** Study text **
----

The Only Good Indians
Stephen Graham Jones
**** Spoilers Ahead ****
It’s terrifying to watch the things you have worked for being torn apart, to see your life and the lives of those you love being demolished by forces you cannot control. The horror of your impotence is further amplified if you realize, at the same time, that you helped set those destructive forces in motion.
That’s the situation Lewis faces in Stephen Graham Jones’s The Only Good Indians. One day he is living a seemingly normal, unremarkable life—happy enough, it seems, with a wife and a motorcycle and a job at the post office. Then his past metastasizes, grows claws and teeth—or at least a set of sturdy hooves to kick the shit out of him. For Lewis, it starts as a momentary glimpse into another reality from the top of a step ladder, a bewildering glimpse of a past he thought he left behind when he left the reservation. It quickly turns into an unnerving descent into fear, uncertainty—who are the agents of the past, how will the growing danger he senses manifest itself?—and violence. What Jones unveils is the dreadful power of the past, how horror can grow out of a single moment and come shrieking at you across the years to devour, without winnowing, everything in its path.
The terror of this is magnified by the fact that it is not simply Lewis who is destroyed. Rage and blood lust yield plenty of collateral damage. And after Lewis dies midway through the book, the carnage only intensifies. This is not, of course, wholly unexpected: Jones has already cast the book as the story of four friends and has shared Ricky’s bloody end before turning his attention to Lewis. But, read from a particular perspective, Lewis’s demise seems premature. In the European tradition, the novel’s roots are associated with the rise of individualism: the long-fiction form evolved as the examination of the life and adventures of a single figure (think Don Quixote and Gulliver) and the intricacies of the individual consciousness (think Tristam Shandy and, ultimately, Leopold Bloom). Here, as the latter part of the book unfolds, Jones forces us to see that the stories of Cass and Gabe are not secondary to Lewis's. While Lewis fired the specific bullet that set the wheels of vengeance in motion, all four of them fired that fateful day. Wrongdoing, guilt, and retribution are all shared.

----

** Excerpted records **

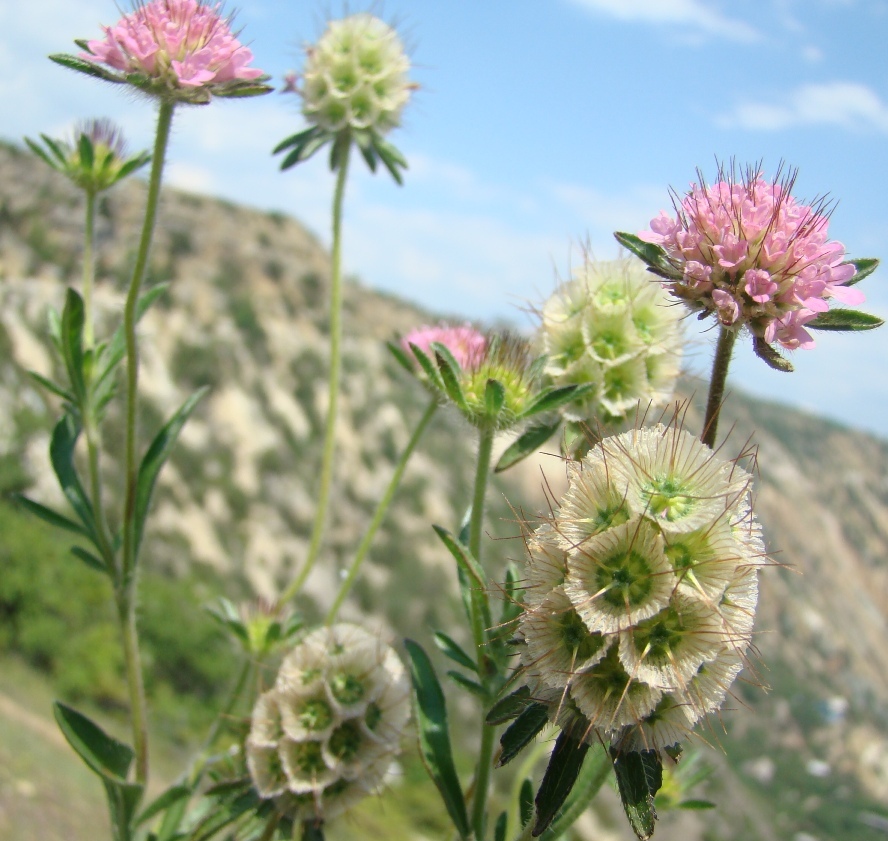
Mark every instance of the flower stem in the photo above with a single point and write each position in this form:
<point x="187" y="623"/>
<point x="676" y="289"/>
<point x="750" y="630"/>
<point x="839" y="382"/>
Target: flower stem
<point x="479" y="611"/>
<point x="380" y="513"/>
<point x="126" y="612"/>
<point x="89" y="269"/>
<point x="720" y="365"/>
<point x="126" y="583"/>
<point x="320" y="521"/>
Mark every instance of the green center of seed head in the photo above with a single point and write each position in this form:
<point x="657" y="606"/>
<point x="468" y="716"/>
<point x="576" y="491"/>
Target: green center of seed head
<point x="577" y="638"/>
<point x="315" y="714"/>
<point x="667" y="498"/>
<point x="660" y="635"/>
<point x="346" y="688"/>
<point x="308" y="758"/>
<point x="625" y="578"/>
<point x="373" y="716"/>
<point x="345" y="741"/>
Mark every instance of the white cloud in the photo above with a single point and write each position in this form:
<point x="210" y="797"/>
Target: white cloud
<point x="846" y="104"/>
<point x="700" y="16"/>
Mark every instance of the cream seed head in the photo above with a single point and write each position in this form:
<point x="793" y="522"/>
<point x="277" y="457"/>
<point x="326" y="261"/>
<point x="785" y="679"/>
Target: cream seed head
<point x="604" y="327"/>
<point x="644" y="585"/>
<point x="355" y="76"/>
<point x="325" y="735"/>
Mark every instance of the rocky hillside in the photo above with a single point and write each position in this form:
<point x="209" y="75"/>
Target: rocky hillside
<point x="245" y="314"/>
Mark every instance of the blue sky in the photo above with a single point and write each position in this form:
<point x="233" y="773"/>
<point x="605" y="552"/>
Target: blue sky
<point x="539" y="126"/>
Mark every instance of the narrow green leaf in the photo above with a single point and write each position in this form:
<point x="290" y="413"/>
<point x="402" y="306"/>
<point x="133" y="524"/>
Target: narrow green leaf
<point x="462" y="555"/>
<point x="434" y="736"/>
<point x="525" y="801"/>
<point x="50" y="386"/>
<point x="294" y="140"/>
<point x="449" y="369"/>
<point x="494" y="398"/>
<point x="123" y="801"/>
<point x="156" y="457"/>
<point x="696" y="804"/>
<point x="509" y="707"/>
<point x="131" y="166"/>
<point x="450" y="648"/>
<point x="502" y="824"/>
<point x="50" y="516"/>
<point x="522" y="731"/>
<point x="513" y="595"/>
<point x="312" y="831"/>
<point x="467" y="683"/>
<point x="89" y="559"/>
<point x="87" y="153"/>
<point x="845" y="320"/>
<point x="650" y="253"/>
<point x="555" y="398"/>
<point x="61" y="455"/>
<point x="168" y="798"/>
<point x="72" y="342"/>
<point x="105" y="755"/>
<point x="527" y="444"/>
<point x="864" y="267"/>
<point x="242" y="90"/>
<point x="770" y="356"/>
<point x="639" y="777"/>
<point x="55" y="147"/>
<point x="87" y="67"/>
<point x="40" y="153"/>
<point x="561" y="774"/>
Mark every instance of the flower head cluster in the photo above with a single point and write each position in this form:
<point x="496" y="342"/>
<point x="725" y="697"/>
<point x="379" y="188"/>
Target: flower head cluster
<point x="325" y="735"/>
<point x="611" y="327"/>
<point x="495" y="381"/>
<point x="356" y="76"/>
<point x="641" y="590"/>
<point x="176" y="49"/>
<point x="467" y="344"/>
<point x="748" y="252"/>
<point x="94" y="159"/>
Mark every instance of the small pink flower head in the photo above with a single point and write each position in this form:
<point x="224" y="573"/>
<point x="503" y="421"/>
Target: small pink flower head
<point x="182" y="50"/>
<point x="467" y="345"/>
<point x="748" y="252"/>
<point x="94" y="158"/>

----

** Assignment 1 **
Write out the stretch of the review of The Only Good Indians from "That’s the situation" through "in its path.".
** Assignment 2 **
Answer these questions from the review of The Only Good Indians.
(a) Where does Lewis have a job?
(b) Whose bloody end does Jones share before turning his attention to Lewis?
(c) Which two figures does the review name as examples of the novel's focus on the life and adventures of a single figure?
** Assignment 3 **
Please carry on the review of The Only Good Indians from the point where it stops.
The material has no role in this work.

** Written response 1 **
That’s the situation Lewis faces in Stephen Graham Jones’s The Only Good Indians. One day he is living a seemingly normal, unremarkable life—happy enough, it seems, with a wife and a motorcycle and a job at the post office. Then his past metastasizes, grows claws and teeth—or at least a set of sturdy hooves to kick the shit out of him. For Lewis, it starts as a momentary glimpse into another reality from the top of a step ladder, a bewildering glimpse of a past he thought he left behind when he left the reservation. It quickly turns into an unnerving descent into fear, uncertainty—who are the agents of the past, how will the growing danger he senses manifest itself?—and violence. What Jones unveils is the dreadful power of the past, how horror can grow out of a single moment and come shrieking at you across the years to devour, without winnowing, everything in its path.

** Written response 2 **
(a) At the post office.
(b) Ricky's.
(c) Don Quixote and Gulliver.

** Written response 3 **
This idea is not entirely unprecedented in horror fiction, of course. The idea that collective sin earns collective wages is not new. Still, Jones’s strong foregrounding of Lewis in the earlier sections of the book had the effect, for me, of emphasizing how his story differs from the traditional notion of the novel as one man’s story. It shifted my focus as a reader onto the ways that events are greater than one person and how our actions can have brutal, terrifying long-term consequences beyond our individual lives.
This isn’t to say that Jones presents a world of unmitigated doom. In the end, he graces us with Denorah, whose persistence and courage yield insight and, finally, mercy. Her No! is born despite fear and blood, in the face of danger and vengeance, and it opens the door to new possibilities. In the end, Jones’s narration pulls back to give us a wide-angle shot that casts this final scene against the backdrop of the universe itself and ties past, present, and future into a single knot of hope. It’s an upbeat, unexpected end to a dark, disturbing book—but one that is convincing and well-executed.